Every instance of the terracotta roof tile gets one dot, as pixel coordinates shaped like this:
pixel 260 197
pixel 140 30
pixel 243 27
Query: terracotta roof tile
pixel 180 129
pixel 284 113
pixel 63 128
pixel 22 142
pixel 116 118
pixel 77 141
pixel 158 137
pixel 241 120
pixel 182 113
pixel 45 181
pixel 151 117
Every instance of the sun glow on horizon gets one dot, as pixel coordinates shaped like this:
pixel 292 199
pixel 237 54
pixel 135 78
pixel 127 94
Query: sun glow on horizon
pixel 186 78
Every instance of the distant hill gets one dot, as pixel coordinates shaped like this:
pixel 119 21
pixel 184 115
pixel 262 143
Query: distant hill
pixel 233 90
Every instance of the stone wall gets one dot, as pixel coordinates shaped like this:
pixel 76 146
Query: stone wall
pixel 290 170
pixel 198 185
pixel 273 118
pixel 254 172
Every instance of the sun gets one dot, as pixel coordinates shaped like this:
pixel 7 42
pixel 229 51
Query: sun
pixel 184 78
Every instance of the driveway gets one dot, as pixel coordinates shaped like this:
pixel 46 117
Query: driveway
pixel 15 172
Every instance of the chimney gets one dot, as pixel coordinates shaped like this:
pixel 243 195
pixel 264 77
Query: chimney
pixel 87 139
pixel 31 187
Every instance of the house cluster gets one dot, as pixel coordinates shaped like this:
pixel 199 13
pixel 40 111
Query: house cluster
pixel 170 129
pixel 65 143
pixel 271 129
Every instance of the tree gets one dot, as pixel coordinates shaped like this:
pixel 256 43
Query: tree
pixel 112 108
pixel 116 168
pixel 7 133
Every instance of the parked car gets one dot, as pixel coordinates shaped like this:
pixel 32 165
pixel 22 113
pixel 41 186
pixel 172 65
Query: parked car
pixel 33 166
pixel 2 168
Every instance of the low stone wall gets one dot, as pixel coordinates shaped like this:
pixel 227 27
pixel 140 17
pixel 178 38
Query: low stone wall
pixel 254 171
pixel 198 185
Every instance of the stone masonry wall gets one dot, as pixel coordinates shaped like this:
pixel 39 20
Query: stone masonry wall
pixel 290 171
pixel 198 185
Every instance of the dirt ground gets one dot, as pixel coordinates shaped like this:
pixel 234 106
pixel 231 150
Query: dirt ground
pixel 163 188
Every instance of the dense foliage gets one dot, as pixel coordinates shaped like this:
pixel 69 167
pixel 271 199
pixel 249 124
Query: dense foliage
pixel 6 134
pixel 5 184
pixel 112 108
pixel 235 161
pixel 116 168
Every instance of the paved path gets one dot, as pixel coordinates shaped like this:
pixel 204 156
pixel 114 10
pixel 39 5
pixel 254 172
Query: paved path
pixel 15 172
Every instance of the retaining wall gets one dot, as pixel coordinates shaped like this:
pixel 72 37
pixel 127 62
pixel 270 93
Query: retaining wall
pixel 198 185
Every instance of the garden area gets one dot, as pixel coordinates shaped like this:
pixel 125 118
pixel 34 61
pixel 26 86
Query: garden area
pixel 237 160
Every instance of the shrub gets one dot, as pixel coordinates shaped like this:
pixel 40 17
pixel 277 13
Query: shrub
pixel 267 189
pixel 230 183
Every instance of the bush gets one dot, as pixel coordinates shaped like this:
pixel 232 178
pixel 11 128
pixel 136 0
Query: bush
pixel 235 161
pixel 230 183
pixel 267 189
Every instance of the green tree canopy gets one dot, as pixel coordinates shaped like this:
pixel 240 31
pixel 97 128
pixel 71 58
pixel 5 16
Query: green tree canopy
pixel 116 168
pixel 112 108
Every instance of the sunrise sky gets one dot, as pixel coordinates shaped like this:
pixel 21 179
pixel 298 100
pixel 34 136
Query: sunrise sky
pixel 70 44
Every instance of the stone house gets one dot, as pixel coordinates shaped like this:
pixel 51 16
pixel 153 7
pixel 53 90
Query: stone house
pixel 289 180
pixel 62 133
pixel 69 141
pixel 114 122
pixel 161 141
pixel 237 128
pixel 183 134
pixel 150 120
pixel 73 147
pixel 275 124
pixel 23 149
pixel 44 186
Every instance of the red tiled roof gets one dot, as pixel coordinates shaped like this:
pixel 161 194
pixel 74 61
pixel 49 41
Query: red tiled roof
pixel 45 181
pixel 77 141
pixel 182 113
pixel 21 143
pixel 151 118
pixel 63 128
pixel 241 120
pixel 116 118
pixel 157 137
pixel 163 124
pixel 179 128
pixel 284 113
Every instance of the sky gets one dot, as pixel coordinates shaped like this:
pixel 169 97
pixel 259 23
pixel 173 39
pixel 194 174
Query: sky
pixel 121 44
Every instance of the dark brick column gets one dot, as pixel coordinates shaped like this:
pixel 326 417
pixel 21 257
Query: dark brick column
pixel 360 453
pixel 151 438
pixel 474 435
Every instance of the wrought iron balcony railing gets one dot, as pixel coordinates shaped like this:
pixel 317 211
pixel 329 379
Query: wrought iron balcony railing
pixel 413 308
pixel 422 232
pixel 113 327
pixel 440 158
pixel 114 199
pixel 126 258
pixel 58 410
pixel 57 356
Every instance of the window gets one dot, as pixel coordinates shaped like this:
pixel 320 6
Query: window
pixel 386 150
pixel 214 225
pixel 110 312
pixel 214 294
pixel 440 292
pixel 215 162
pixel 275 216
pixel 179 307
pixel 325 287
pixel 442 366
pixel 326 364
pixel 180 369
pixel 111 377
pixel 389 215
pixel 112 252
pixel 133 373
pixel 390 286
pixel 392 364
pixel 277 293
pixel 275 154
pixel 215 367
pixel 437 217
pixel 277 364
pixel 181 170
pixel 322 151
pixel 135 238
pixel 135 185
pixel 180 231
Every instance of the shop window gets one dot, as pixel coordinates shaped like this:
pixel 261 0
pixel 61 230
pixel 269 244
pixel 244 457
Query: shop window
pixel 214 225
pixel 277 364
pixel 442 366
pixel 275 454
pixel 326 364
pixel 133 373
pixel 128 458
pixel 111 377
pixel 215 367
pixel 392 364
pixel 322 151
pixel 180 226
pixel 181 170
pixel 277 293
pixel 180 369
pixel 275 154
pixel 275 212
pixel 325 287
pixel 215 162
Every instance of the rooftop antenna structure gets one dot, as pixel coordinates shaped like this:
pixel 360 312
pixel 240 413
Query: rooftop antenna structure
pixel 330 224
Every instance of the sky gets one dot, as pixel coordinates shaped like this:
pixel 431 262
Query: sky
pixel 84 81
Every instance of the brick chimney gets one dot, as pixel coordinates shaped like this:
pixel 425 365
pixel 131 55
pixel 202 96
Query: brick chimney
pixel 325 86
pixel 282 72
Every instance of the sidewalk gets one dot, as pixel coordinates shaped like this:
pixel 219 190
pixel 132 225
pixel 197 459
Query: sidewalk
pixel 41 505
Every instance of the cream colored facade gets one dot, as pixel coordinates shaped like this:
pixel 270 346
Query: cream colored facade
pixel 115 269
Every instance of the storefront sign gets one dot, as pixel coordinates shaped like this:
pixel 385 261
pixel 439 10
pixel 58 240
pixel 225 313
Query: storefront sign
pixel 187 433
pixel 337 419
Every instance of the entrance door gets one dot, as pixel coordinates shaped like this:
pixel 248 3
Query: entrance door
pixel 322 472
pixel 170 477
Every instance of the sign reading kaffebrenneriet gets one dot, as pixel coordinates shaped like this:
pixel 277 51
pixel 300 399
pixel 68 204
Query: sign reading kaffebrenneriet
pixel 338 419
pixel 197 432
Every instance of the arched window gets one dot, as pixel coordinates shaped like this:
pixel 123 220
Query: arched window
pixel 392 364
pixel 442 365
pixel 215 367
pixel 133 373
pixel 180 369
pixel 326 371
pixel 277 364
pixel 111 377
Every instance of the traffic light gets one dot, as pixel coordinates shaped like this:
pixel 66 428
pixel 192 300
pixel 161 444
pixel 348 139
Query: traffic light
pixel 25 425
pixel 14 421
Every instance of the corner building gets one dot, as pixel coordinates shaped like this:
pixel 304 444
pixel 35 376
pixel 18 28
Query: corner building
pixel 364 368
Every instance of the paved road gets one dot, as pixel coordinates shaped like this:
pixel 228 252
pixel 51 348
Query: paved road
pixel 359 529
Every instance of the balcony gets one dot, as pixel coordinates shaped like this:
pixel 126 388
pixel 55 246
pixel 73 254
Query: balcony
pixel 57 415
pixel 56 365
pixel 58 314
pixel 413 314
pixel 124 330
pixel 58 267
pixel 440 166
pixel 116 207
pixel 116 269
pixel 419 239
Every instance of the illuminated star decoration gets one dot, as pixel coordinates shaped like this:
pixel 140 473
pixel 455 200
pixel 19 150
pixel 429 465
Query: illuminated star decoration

* _Required task_: Transcribe word for word the lines from the one holding "Every instance of the paved road" to the last line of the listing above, inclusive.

* _Answer for this exercise_:
Every instance of the paved road gets one dot, as pixel coordinates shaped like this:
pixel 228 252
pixel 51 348
Query: paved road
pixel 359 529
Every instance of the balcony gets one dot, as pixel coordinates shaped like this:
pixel 126 388
pixel 55 246
pixel 73 254
Query: balcony
pixel 57 415
pixel 56 365
pixel 58 314
pixel 413 314
pixel 124 330
pixel 58 267
pixel 440 166
pixel 116 207
pixel 116 269
pixel 419 239
Every instance of the illuminated star decoration gets one dot, as pixel coordinates shaped like this:
pixel 140 473
pixel 455 200
pixel 19 150
pixel 429 465
Query: illuminated star decoration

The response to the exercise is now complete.